What you need to do: Your task is to copy every line of this material exactly.

Dataset records
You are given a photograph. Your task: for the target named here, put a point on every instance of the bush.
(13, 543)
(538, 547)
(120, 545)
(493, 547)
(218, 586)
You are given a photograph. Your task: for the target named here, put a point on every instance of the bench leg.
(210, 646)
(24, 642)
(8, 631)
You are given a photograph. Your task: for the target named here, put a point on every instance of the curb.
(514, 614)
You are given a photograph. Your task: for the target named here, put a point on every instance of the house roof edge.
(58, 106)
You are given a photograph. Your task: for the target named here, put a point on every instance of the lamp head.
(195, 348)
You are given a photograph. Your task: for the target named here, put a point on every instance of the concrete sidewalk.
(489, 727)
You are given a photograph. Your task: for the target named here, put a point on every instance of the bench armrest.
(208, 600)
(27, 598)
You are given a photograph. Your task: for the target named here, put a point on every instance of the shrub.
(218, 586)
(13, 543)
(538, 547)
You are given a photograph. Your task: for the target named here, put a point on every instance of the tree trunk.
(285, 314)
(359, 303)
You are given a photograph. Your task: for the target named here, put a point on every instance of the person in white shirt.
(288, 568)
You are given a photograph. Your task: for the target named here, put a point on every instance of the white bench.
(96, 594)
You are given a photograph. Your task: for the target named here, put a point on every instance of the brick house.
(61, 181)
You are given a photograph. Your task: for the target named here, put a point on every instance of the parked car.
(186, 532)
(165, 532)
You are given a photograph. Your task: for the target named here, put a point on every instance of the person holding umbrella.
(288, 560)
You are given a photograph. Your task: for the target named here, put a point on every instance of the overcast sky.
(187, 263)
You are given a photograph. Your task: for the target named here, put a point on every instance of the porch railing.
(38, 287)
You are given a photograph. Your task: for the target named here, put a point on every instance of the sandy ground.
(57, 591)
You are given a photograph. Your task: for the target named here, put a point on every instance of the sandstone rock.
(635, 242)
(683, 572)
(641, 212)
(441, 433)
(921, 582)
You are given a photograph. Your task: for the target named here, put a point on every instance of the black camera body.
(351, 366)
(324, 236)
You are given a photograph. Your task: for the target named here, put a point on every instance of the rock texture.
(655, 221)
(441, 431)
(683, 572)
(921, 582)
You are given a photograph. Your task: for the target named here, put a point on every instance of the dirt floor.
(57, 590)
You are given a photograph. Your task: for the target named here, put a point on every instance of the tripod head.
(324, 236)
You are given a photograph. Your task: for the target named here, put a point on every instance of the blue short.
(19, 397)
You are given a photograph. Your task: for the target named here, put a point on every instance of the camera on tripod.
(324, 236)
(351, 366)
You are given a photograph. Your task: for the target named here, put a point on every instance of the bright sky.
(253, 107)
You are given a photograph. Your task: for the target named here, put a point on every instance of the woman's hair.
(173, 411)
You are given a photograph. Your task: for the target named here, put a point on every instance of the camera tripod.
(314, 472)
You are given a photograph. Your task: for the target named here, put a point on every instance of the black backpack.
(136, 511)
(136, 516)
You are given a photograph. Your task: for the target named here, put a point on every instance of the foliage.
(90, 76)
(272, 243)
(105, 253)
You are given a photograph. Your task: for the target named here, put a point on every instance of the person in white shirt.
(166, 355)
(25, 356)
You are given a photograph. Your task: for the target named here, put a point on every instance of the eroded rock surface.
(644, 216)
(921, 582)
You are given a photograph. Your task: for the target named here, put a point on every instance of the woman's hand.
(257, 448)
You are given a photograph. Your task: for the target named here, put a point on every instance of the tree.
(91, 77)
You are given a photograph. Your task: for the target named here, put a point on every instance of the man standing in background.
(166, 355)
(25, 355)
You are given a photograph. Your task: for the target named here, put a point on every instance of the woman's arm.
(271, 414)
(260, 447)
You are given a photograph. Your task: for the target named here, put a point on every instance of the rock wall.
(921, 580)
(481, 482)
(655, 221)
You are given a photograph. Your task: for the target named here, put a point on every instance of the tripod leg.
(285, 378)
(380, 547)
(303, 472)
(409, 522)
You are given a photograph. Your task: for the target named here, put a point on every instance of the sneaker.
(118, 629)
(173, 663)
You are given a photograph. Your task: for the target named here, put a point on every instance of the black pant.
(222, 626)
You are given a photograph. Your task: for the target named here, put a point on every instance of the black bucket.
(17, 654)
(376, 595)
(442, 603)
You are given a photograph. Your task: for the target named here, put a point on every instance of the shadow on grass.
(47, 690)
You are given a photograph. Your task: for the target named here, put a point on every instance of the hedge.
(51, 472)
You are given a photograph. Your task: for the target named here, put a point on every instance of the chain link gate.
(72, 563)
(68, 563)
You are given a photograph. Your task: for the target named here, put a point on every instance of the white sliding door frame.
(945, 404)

Correct output:
You are given a photograph. Your task: for the target named here, put a point on every instance of the bush.
(13, 543)
(538, 547)
(120, 545)
(493, 547)
(218, 586)
You are given a photograph. Your task: for the target named here, put a point on every instance of the bench leg.
(210, 646)
(24, 642)
(8, 631)
You are given a photograph. Your task: for the target named here, put a point on every instance of the curb.
(514, 614)
You are given a photograph. Your task: for the target named here, put a point on every instance of the house roof edge.
(58, 106)
You are given a photograph. Your task: for the target named here, put a point on every instance of the lamp head.
(195, 348)
You are given a photograph. Your task: for the target named here, put a point on every instance of the concrete sidewalk.
(489, 727)
You are given a photograph. Your task: for the target named here, put a point on every instance of the bench armrest.
(208, 600)
(27, 598)
You are given a photograph. Your task: for the target named here, put a point on every instance of the shrub.
(218, 586)
(13, 543)
(538, 547)
You are given a photograph. Your task: for the target named here, put a point on every instance of the tree trunk.
(285, 314)
(359, 303)
You are given a photograph. Your task: for the target named here, put a point on every instance of the person in white shirt.
(288, 568)
You are given a photograph. Your task: for the target named here, put a point on every instance of the white bench.
(96, 594)
You are given a photograph. Your task: for the target named here, put a point on every instance of the brick house.
(61, 181)
You are given a photograph. Your task: for the target named here, put a point on every instance of the parked car.
(186, 532)
(165, 532)
You are given a photograph. Your task: for the target named here, put a point on every instance of the person holding umbrella.
(288, 560)
You are given a photograph. Your task: for the target named here, put a point on every instance of the overcast sky.
(187, 263)
You are given a photograph. Your task: for the target named here, put a point on every instance of the porch railing.
(38, 287)
You are given a photograph. Your task: for the target named here, put a point on every instance of the sandy ground.
(57, 591)
You are given a photograph. Your task: for the target named here, put a point on every instance of the sandstone rock.
(635, 242)
(683, 572)
(641, 212)
(441, 433)
(921, 582)
You are given a photograph. Your task: for the target named here, put a point on every instance of the black camera body.
(351, 366)
(324, 236)
You are given a photograph. Your task: for the target named here, put a point on every instance of the rock texture.
(655, 221)
(441, 431)
(683, 572)
(921, 582)
You are given a photograph. Your task: for the target named here, put a point on every instance of the dirt floor.
(57, 590)
You are given a photograph. Your task: for the target named here, put a point on every instance of the tripod head.
(324, 236)
You are given a photograph. Your task: for the target named here, put a point on every instance of the blue short.
(19, 397)
You are given a photograph. Your task: for the target named here, put a point on every instance of the camera on tripod.
(324, 236)
(351, 366)
You are given a photograph. Your task: for the target named here, put a point on every instance of the bright sky.
(253, 107)
You are given a photograph. Your task: for the target named here, put a point on every instance of the woman's hair.
(173, 411)
You are given a photograph. Your task: for the target named here, put a point on every instance of the camera tripod.
(314, 472)
You are given a photograph. Your task: for the target named here, put a point on every instance of the black backpack.
(136, 511)
(136, 516)
You are given a photograph. Your task: for the target named here, put a point on every instance of the foliage.
(90, 76)
(272, 243)
(105, 253)
You are given a photograph. Your task: for the target named here, put a point on every instance of the person in white shirt.
(166, 355)
(25, 356)
You are given a photograph. Your task: for the target named here, put a point on every instance of the eroded rock surface.
(644, 216)
(921, 582)
You are given a photograph. Your task: for the target named here, put a point on every instance of the woman's hand.
(257, 448)
You are given a photograph. Your task: for the target named here, put a point on every instance of the tree.
(91, 77)
You are given a photograph. Your task: for the target named here, put a point on every instance of the man standing in background.
(166, 355)
(25, 355)
You are given a photograph. Your task: for the target named here, put a point on every instance of the woman's arm.
(271, 414)
(260, 447)
You are given a photograph. Your task: for the target named here, put a point on every instance of the rock wall.
(921, 580)
(481, 482)
(655, 221)
You are given a photograph. Your task: for the target named here, put a point on every instance of the tripod leg.
(285, 378)
(380, 547)
(303, 472)
(409, 522)
You are given a photograph. Your task: for the target named here, put a point on every instance of the sneaker.
(118, 629)
(173, 663)
You are given a photograph. Your task: for the target named here, put a point on every instance of the black pant.
(222, 626)
You are given a photograph. Your task: for the target named here, put a point on every instance of the black bucket.
(17, 654)
(376, 595)
(442, 603)
You are given a photograph. Your task: for the target named here, put a point on every instance of the shadow on grass.
(47, 690)
You are given a photograph. Your task: for the target named here, put a point on every instance of the hedge.
(51, 472)
You are given a photograph. Your task: for the target named here, put a point on every instance of the chain link gate.
(72, 563)
(68, 563)
You are given a photograph. Your task: for the target named here, put a point on every instance of the white sliding door frame.
(945, 404)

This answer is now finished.